Instructions for the task: Please arrange the entries from the line with "Target: bike saddle" to the line with "column 907, row 290" as a two-column CSV with the headers instruction and points, one row per entry. Put each entry's text under instruction and its answer under points, each in a single quoted field with line breaks turned into spaces.

** START Dataset rows **

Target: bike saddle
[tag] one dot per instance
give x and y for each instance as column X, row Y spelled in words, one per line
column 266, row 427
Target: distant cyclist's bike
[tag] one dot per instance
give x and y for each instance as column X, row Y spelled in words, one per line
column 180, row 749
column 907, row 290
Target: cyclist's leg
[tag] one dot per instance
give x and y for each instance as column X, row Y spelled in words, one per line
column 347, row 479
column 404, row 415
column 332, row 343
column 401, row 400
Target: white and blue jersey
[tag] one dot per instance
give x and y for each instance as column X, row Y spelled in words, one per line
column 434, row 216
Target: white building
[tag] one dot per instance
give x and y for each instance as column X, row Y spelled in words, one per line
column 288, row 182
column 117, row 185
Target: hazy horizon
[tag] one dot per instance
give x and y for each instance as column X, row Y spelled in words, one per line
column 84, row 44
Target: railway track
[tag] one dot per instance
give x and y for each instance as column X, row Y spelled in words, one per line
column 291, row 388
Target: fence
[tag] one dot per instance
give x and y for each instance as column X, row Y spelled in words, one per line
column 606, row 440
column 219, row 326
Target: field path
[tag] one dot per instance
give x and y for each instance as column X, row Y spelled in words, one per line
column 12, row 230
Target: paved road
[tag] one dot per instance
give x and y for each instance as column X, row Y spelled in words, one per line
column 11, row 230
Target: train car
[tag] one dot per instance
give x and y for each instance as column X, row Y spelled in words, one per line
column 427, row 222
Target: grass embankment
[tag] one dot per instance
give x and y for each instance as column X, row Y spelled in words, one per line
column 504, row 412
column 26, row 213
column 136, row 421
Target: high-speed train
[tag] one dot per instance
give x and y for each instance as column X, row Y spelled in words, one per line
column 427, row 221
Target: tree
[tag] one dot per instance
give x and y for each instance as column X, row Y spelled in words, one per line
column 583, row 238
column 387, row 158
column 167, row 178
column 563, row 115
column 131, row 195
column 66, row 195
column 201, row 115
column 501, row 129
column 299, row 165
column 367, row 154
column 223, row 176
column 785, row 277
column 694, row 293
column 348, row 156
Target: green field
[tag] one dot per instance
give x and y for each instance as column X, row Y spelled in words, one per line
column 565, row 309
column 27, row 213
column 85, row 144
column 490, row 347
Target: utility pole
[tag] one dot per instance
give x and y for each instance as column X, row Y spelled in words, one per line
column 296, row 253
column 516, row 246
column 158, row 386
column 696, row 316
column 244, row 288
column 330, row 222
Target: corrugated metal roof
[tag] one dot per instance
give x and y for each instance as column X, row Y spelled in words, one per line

** END Dataset rows **
** START Dataset rows **

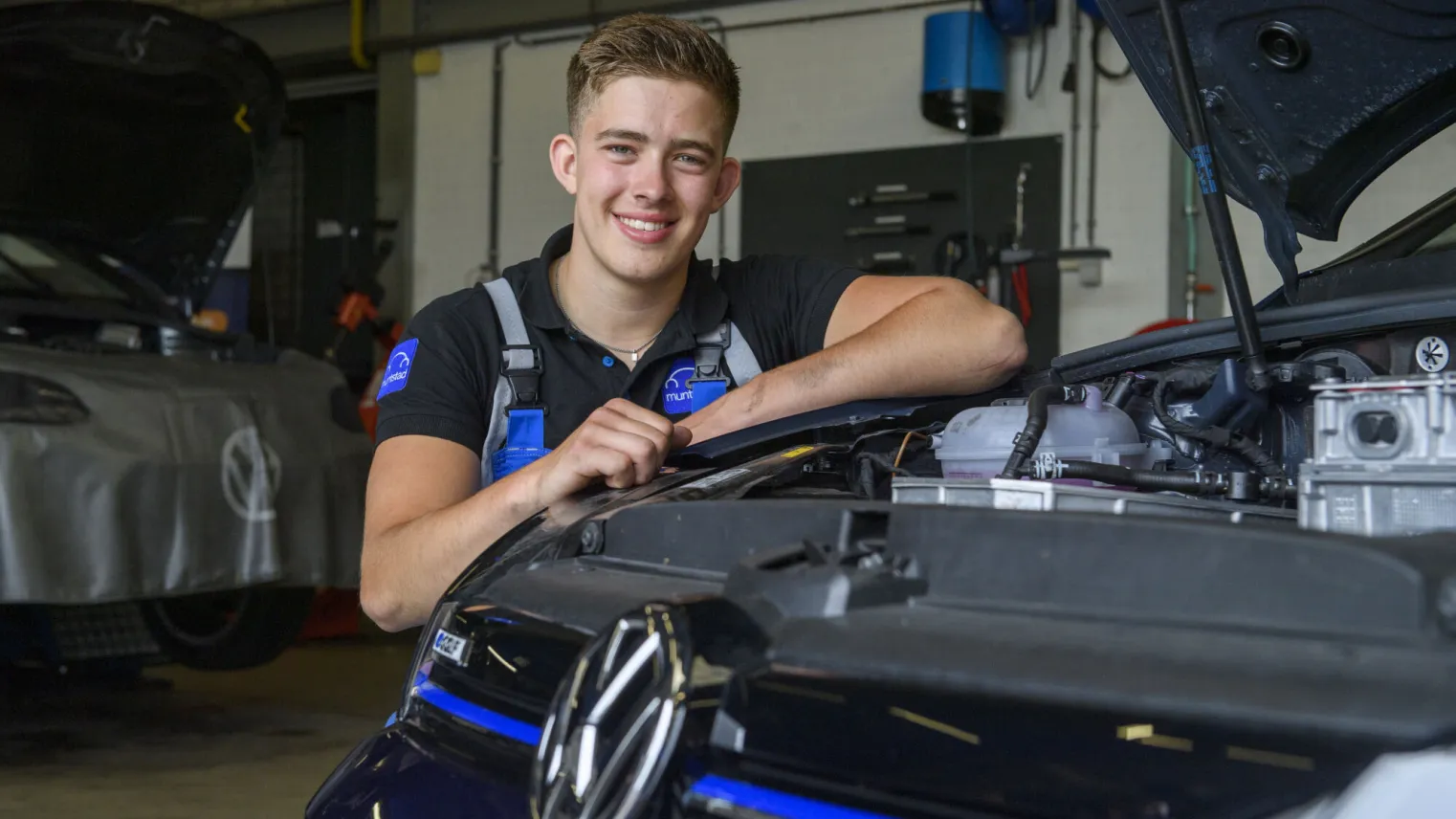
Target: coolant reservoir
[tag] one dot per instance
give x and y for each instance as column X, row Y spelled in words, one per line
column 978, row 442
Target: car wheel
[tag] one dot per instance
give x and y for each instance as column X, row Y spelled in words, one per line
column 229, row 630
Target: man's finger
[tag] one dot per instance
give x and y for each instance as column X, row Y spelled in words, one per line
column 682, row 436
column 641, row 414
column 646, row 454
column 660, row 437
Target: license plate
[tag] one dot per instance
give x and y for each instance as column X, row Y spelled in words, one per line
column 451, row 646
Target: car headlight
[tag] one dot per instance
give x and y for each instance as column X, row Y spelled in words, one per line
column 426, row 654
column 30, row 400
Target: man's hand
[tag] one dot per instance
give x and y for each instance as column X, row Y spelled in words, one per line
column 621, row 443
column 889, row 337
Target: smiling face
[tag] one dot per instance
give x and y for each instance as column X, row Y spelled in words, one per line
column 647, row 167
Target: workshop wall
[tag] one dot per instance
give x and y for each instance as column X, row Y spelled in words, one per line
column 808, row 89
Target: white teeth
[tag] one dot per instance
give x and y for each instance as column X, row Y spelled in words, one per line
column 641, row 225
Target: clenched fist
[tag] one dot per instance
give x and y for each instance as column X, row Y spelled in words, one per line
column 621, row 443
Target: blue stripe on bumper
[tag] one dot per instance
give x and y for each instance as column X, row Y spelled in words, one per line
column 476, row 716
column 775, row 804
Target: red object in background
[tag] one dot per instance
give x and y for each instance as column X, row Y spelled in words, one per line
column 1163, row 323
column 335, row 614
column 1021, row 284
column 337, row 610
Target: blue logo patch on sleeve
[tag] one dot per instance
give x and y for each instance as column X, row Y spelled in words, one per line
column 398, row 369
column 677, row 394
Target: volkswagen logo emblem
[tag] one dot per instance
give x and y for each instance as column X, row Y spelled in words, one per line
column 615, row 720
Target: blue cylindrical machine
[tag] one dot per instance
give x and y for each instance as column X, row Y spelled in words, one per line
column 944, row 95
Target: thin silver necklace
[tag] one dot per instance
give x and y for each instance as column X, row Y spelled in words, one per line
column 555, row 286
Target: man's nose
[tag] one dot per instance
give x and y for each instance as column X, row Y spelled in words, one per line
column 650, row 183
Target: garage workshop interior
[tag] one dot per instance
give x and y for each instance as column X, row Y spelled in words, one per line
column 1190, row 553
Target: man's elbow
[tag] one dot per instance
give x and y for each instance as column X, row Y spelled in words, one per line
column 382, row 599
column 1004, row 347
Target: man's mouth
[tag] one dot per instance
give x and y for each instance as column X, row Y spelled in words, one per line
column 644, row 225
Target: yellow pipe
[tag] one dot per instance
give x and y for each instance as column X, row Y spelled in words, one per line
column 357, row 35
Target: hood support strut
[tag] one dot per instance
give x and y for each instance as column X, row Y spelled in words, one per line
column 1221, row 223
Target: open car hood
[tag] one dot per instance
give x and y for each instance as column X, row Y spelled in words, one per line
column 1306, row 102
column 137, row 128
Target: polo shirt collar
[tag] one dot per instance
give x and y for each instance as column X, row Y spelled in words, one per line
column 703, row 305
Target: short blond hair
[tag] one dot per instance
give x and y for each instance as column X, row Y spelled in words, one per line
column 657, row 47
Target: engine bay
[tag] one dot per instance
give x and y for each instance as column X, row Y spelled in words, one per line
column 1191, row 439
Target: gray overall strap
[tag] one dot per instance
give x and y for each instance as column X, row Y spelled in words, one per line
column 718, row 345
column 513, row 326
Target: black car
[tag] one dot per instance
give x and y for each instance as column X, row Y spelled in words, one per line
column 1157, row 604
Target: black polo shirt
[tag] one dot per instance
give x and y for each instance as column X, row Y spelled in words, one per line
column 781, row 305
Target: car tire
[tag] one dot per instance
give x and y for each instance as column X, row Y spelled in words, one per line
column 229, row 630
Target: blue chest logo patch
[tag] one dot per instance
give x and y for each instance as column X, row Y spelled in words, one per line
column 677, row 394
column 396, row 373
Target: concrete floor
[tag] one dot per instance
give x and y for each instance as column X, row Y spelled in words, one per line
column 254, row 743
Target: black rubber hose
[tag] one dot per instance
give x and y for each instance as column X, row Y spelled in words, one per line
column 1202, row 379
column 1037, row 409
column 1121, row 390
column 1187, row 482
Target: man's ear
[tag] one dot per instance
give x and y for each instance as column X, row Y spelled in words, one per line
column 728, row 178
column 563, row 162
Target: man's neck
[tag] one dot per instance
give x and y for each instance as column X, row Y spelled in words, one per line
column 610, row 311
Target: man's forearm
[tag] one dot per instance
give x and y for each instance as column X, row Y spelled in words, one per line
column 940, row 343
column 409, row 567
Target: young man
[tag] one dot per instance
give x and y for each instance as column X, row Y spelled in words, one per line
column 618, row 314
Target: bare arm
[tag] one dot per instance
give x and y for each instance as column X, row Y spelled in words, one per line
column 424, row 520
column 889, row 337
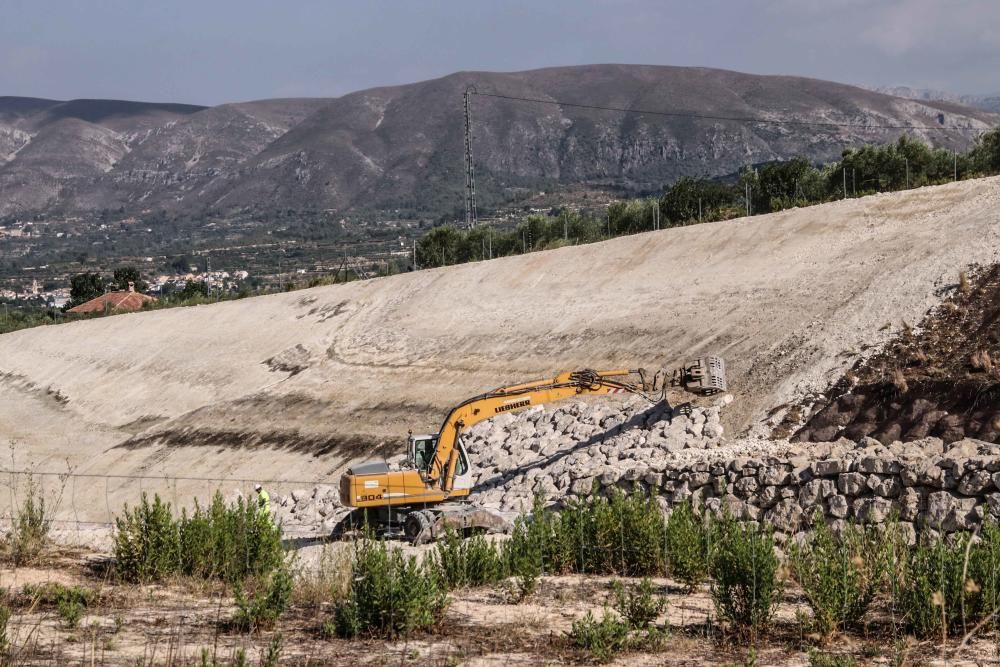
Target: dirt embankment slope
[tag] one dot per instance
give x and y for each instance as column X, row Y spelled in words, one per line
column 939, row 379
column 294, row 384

** END Dataset rows **

Task response:
instruction,points
"Target: bike saddle [tag] one dot per instance give x and y for each instance as column X, row Y spelled in words, one per line","column 266, row 427"
"Target: distant cyclist's bike [tag] one dot per instance give x and y for each instance as column X, row Y spelled in words, one per line","column 180, row 749 column 907, row 290"